Only the text of the entries below should appear in your exact transcription; leave out every picture.
________________________
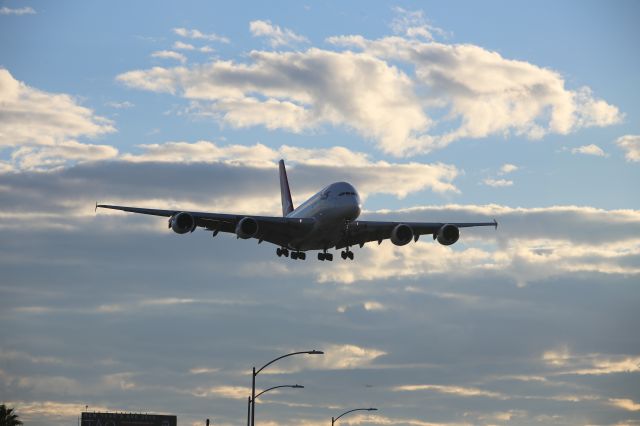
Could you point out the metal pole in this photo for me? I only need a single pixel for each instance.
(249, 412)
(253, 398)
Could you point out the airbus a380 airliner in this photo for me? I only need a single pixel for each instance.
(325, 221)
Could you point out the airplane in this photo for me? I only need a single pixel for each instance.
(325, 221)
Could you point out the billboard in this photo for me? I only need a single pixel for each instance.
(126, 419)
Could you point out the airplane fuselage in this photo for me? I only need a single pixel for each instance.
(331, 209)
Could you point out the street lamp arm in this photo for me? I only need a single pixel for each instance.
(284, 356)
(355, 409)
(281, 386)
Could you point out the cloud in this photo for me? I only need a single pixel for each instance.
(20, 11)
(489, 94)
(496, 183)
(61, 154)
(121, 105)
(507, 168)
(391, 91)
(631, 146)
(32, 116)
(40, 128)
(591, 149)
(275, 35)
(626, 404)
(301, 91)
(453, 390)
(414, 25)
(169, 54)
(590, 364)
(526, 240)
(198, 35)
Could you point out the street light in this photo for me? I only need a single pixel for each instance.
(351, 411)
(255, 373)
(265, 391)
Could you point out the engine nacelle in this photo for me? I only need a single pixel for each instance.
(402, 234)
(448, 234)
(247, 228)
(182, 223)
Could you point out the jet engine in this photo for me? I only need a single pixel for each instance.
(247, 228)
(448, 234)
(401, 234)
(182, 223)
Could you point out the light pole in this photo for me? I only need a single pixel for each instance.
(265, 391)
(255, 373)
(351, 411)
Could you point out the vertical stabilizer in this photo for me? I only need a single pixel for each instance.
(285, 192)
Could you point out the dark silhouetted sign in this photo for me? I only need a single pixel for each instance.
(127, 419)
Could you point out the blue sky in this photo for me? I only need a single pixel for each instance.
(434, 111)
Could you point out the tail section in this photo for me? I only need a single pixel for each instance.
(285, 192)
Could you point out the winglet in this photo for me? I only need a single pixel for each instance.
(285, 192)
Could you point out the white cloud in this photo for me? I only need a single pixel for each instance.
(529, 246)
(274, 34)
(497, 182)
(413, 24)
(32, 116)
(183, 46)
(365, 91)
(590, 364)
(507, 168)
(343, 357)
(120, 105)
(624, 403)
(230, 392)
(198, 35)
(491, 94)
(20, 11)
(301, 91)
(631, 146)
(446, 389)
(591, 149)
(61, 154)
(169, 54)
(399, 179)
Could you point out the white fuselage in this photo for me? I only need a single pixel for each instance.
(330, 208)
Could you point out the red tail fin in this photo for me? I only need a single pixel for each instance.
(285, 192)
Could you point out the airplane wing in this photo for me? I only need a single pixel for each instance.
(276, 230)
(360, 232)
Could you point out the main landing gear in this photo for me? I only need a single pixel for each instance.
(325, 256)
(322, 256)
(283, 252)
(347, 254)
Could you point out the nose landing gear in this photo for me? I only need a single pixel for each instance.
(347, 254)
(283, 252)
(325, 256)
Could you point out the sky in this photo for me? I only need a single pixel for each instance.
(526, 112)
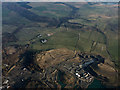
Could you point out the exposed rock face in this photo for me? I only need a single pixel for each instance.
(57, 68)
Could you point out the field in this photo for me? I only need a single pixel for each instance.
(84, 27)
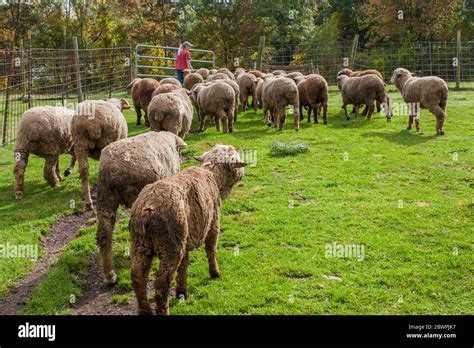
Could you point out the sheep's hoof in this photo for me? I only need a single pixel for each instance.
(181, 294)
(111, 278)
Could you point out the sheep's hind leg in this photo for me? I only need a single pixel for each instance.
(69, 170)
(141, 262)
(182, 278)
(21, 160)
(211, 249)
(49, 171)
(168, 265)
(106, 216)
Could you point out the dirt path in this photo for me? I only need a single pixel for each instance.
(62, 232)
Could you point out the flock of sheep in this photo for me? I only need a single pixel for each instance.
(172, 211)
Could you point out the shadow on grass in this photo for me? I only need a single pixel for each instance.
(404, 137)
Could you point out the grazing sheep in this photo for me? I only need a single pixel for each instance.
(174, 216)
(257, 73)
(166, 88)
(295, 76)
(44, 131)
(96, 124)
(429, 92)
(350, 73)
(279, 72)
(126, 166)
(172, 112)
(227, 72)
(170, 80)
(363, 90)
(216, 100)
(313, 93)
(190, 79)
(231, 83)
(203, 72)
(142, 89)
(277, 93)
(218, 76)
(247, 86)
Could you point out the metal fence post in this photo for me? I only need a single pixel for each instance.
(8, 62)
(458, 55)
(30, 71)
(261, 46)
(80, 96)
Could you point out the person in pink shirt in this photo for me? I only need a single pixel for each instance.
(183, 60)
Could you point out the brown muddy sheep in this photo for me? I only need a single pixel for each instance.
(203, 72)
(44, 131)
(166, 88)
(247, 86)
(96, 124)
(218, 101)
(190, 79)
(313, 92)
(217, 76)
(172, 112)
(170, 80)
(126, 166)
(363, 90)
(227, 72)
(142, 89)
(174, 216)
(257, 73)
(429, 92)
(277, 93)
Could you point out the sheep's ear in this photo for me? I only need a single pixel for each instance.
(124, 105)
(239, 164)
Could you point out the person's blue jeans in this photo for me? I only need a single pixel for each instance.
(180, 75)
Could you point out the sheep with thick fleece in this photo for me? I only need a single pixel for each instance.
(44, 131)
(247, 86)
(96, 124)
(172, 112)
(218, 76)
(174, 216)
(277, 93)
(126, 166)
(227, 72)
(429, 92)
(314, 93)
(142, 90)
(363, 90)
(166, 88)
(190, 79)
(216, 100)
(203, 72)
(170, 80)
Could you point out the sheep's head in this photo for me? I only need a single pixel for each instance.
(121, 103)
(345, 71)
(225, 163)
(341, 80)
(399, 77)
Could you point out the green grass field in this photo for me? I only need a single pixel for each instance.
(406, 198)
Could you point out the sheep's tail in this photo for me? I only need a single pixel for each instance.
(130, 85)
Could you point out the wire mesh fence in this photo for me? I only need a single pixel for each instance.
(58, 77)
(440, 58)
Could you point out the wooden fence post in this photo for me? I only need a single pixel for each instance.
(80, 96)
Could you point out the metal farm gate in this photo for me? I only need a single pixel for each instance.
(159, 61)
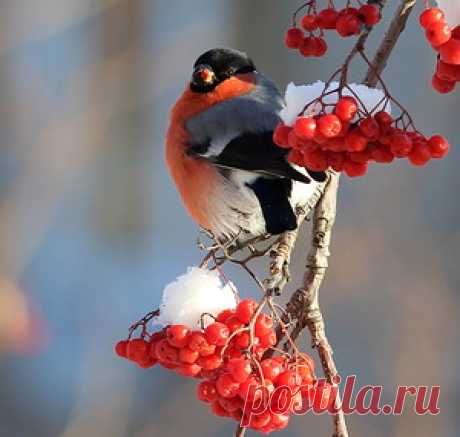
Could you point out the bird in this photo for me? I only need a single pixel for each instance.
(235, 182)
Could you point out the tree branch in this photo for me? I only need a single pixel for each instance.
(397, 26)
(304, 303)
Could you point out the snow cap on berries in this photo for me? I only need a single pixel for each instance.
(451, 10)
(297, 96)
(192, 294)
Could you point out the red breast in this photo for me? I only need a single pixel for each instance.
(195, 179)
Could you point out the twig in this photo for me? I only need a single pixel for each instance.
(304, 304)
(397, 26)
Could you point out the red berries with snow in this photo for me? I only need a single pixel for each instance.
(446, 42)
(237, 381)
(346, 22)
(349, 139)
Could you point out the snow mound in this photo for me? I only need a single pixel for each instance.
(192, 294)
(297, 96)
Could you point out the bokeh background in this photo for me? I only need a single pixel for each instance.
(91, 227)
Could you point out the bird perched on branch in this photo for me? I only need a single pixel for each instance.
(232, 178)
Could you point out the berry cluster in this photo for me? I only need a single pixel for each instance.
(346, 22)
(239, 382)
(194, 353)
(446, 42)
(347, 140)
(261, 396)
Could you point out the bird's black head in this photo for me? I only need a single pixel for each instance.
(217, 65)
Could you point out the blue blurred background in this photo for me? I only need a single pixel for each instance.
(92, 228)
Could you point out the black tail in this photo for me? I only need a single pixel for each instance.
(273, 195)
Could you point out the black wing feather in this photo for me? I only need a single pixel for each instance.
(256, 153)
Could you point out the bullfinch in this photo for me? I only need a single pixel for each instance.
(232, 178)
________________________
YOUR RESPONSE:
Could you point out the metal pole in this photo for me? I only need a single pixel for each instance.
(249, 412)
(253, 398)
Could you point out the airbus a380 airliner in this photo for me? I only need a single pixel for each instance.
(325, 221)
Could you point out the airplane in this photo for me? I only need a single pixel for each instance.
(325, 221)
Could you point out the billboard in this photo for me? I only need a single pixel for each instance.
(126, 419)
Could you point out the airplane fuselage in this photo for me? I only need a single pixel for each instance.
(331, 209)
Could you point out the street lamp arm in this photo for me? I only need a single pixel for each instance.
(284, 356)
(355, 409)
(281, 386)
Could you point out the cloud in this photo for me? I only need a single pixel for each instance.
(20, 11)
(489, 94)
(496, 183)
(61, 154)
(121, 105)
(507, 168)
(391, 91)
(631, 146)
(32, 116)
(40, 128)
(591, 149)
(275, 35)
(626, 404)
(301, 91)
(453, 390)
(414, 25)
(169, 54)
(590, 364)
(526, 240)
(198, 35)
Could you point out the street light in this photo for me? I only need a single pixel for each instance.
(351, 411)
(255, 373)
(265, 391)
Could you point out the engine nacelle in this photo for me? I only need a single pixel for each instance.
(402, 234)
(448, 234)
(247, 228)
(182, 223)
Could you point out the jet engine in this photo for me? I only need a single pixel for each instance.
(247, 228)
(448, 234)
(401, 234)
(182, 223)
Could you point out the light pole in this photo for me? I only need a single pixel for each instance.
(265, 391)
(255, 373)
(351, 411)
Could you point out the vertical stabilizer in this photo for me? I only need a single pixel for each instance.
(285, 192)
Could you point out the dark silhouetted sign in this photo for me? I only need a single pixel for each instance.
(127, 419)
Could you point out the blue sky in this photo for me? I only need a single pixel for each instance.
(434, 111)
Could you point out the tail section in this photo for me? I only need a single pixel for each instance.
(285, 192)
Could you point out the winglet in this photo for me? I only need a single pixel for each instance.
(285, 192)
Could you point out the white cloud in this photo for me? I only need a single pixel for each instance.
(529, 246)
(274, 34)
(497, 182)
(413, 24)
(32, 116)
(183, 46)
(365, 91)
(590, 364)
(507, 168)
(343, 357)
(120, 105)
(624, 403)
(230, 392)
(198, 35)
(491, 94)
(20, 11)
(301, 91)
(631, 146)
(446, 389)
(591, 149)
(61, 154)
(169, 54)
(399, 179)
Could you point out the white fuselage in this photo for me? I only need a single pixel for each instance.
(330, 208)
Could you point out the red tail fin in this photo for me? I only need a single pixel for each instance.
(285, 192)
Could you point out the airplane wing in this photo for me? I only need a single pixel for each instance.
(276, 230)
(360, 232)
Could you point out the main landing gear in this photo for me? I only need a single pixel for each instance.
(325, 256)
(322, 256)
(283, 252)
(347, 254)
Could you point out the nose landing gear in this photo for me? I only need a single pixel for each instance.
(347, 254)
(283, 252)
(325, 256)
Could you point out the sky in this photo for me? I only need a single pixel for each instance.
(526, 112)
Could you point out the exposed rock face in this photo for me? I only need a single pixel for each instance.
(57, 68)
Could you point out the field in this photo for me? I only need a single pixel for each instance.
(84, 27)
Could you point out the sheep's hoof in this photo for me? I only need a single pixel for each instance.
(181, 294)
(111, 278)
Could you point out the sheep's hind leg in this photo for me? I only need a single pixel for each instance.
(69, 170)
(141, 262)
(182, 278)
(21, 160)
(211, 249)
(49, 171)
(168, 265)
(106, 216)
Could you point out the dirt path in this photo for me? I only need a single pixel for each instance.
(62, 232)
Could you point out the flock of sheep in this photo for me? I only need a single pixel for each instance.
(172, 211)
Could you point out the shadow on grass in this photo for me? I only need a single pixel for each instance.
(404, 137)
Could you point out the grazing sheep in this photo for me? I only need a single pixel for each instance.
(174, 216)
(257, 73)
(166, 88)
(295, 76)
(44, 131)
(96, 124)
(429, 92)
(350, 73)
(279, 72)
(126, 166)
(172, 112)
(227, 72)
(170, 80)
(363, 90)
(216, 100)
(313, 93)
(190, 79)
(231, 83)
(203, 72)
(142, 89)
(277, 93)
(218, 76)
(247, 86)
Could you point out the metal fence post in this photo for me? I only need a single pixel for each instance.
(8, 62)
(458, 55)
(30, 71)
(261, 46)
(80, 96)
Could you point out the person in pink shirt in this photo for me? I only need a single pixel for each instance.
(183, 60)
Could you point out the brown muddy sheep in this photo for me? I only need a single pixel for each instance.
(203, 72)
(44, 131)
(166, 88)
(247, 86)
(96, 124)
(218, 101)
(190, 79)
(313, 92)
(217, 76)
(172, 112)
(170, 80)
(126, 166)
(363, 90)
(227, 72)
(142, 89)
(174, 216)
(257, 73)
(429, 92)
(277, 93)
Could you point out the sheep's ear in this photo for me? I only need a single pixel for each instance.
(124, 105)
(239, 164)
Could you point out the person's blue jeans in this photo for me? I only need a single pixel for each instance.
(180, 75)
Could you point out the sheep with thick fleece in this photo for me? I only need a single pixel for each instance.
(44, 131)
(247, 86)
(96, 124)
(172, 112)
(218, 76)
(174, 216)
(277, 93)
(126, 166)
(227, 72)
(429, 92)
(314, 93)
(142, 90)
(363, 90)
(166, 88)
(190, 79)
(216, 100)
(203, 72)
(170, 80)
Could you point out the sheep's head in this photo for me? I only need a single pixel for each instance.
(121, 103)
(345, 71)
(225, 163)
(341, 80)
(399, 77)
Could you point out the green grass field in this photo for me? I only need a single pixel for each instance.
(406, 198)
Could you point out the sheep's tail in this photo for me? I only need a single pixel for each instance.
(130, 85)
Could you point out the wire mesh fence in this photo for me? I only need a single pixel for each instance.
(58, 77)
(440, 58)
Could you point out the wooden fence post in this photo for me? I only need a single pixel for each instance.
(80, 96)
Could you point out the metal farm gate in this photo for me? I only need a single pixel for each instance.
(159, 61)
Could you point out the bird in this photo for me? I only need a single pixel for each instance.
(235, 182)
Could you point out the tree branch in this photo for me? I only need a single pixel for each instance.
(397, 26)
(304, 303)
Could you point out the snow cap on berries in this photo for me? I only need a single pixel for each instance.
(451, 10)
(297, 96)
(192, 294)
Could you point out the red breast in this photo for me? I only need a single pixel for each instance.
(195, 179)
Could you point out the twig in this photo for me? I only need a single pixel for each instance.
(304, 304)
(397, 26)
Could you point out the red berries with snow in this photo for me? I only need a single pixel for each instance.
(446, 42)
(237, 381)
(346, 22)
(349, 139)
Could you point out the snow mound in this photo for me? I only need a single pixel for each instance.
(192, 294)
(297, 96)
Could you point out the bokeh background in this photo for me? I only need a single pixel for each instance.
(91, 227)
Could you point out the bird perched on branch in this photo for me? I only need a single pixel for each instance.
(232, 178)
Could you point out the berry cluster in this photo for me? I only need a single pixel for each instance.
(346, 22)
(239, 382)
(194, 353)
(446, 42)
(347, 140)
(261, 396)
Could you point out the bird's black head in this photo for me? I only need a single pixel for each instance.
(217, 65)
Could you point out the blue blurred background in this photo for me? I only need a single pixel for each instance.
(92, 228)
Could you point out the black tail in this photo for me? I only need a single pixel for each instance.
(273, 195)
Could you point out the black wing feather in this photo for me? I only need a single pixel for each instance.
(256, 153)
Could you point out the bullfinch in this photo for me? I only need a single pixel for each instance.
(232, 178)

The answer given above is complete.